AIM OF THE TASK:
Your response should give back each record exactly, word for word.

=== Section Start ===

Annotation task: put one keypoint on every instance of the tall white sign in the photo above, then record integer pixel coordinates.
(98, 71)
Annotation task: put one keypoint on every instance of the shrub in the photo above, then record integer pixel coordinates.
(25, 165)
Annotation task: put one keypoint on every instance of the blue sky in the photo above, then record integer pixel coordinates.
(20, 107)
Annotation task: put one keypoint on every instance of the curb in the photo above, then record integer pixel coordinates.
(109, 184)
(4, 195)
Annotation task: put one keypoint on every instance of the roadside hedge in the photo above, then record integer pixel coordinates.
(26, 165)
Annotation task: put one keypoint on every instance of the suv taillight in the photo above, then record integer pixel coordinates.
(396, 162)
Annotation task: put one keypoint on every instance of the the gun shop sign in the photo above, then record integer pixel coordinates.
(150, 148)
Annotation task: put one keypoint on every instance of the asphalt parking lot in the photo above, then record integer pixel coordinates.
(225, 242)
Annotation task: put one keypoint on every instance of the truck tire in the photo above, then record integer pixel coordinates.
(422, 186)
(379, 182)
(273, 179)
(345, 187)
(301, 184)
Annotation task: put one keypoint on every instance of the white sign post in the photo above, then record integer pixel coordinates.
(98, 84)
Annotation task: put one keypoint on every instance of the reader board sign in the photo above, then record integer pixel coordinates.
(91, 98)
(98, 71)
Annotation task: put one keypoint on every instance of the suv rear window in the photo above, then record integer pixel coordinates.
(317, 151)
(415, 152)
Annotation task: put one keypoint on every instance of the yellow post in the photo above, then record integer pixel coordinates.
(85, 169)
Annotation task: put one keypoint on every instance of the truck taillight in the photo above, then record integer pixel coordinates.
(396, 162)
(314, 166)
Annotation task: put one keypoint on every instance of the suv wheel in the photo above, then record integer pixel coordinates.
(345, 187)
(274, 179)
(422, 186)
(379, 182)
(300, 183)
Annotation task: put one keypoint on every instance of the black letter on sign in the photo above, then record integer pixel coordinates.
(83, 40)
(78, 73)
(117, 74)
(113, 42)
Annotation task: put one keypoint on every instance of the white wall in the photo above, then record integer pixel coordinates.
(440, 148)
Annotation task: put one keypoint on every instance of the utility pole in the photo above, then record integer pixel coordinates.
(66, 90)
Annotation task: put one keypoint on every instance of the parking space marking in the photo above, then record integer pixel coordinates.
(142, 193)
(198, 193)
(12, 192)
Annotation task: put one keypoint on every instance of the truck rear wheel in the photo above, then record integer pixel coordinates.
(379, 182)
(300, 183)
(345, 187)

=== Section End ===

ANSWER SECTION:
Annotation task: put one keypoint on every instance of the tall white sign in the photo above, then record integer pixel coordinates.
(98, 71)
Annotation task: put one keypoint on every instance of the shrub in the photo above, then record integer pixel coordinates.
(25, 165)
Annotation task: put one keypoint on every instance of the blue sky in the photo above, then record integer pixel coordinates.
(20, 107)
Annotation task: put one keypoint on every instance of the curb in the photo above, then record integer pixel coordinates.
(109, 184)
(4, 195)
Annotation task: put one keypoint on every instance of the roadside hedge in the photo above, then record integer pixel coordinates.
(26, 165)
Annotation task: put one keypoint on every instance of the suv taillight in the photo above, then record integer pixel coordinates.
(396, 162)
Annotation task: put one keypoint on every instance of the the gun shop sign in the photo above, then record integer pixel coordinates.
(150, 148)
Annotation task: put one keypoint on every instance of the asphalt parking lot in the photo above, then record integer pixel coordinates.
(225, 242)
Annotation task: put one keypoint on every instance of the truck tire in the photo above, then record integer pixel coordinates.
(422, 186)
(379, 182)
(273, 179)
(345, 187)
(301, 184)
Annotation task: put one keypoint on every instance of the white sign post in the photo above, then record integer pixel coordinates.
(98, 84)
Annotation task: put one keypoint on every instance of the reader board sign in the photo above, then record integer pixel coordinates.
(91, 98)
(98, 71)
Annotation task: put one keypoint on every instance of the suv rear window in the photo above, then record integer pixel coordinates.
(317, 151)
(415, 152)
Annotation task: put one keypoint on every instance of the yellow post in the photo above, then record integer pixel coordinates.
(85, 169)
Annotation task: put one keypoint on every instance of the truck taillight in the photo above, then record integer pixel coordinates.
(396, 162)
(314, 166)
Annotation task: put one keypoint on every instance of the suv wheel in the photo above, then record integer pixel coordinates.
(345, 187)
(274, 179)
(422, 186)
(379, 182)
(300, 183)
Annotation task: put one keypoint on every instance of the black letter on sign in the photo above, then record integer pixel coordinates.
(83, 40)
(78, 73)
(117, 74)
(113, 42)
Annotation task: put one keypoint on every instance of the white wall in the photo above, then record integer pixel coordinates.
(440, 148)
Annotation task: put one keypoint on every instance of the utility pole in the photo above, then record integer pixel coordinates.
(66, 90)
Annotation task: put one keypoint on every instance of the parking space marking in the photo above, then record integer pixel coordinates.
(142, 193)
(198, 193)
(12, 192)
Annotation task: put one keypoint on every instance of the truck rear wheel in the photo above, then record integer pixel coordinates.
(379, 182)
(300, 183)
(345, 187)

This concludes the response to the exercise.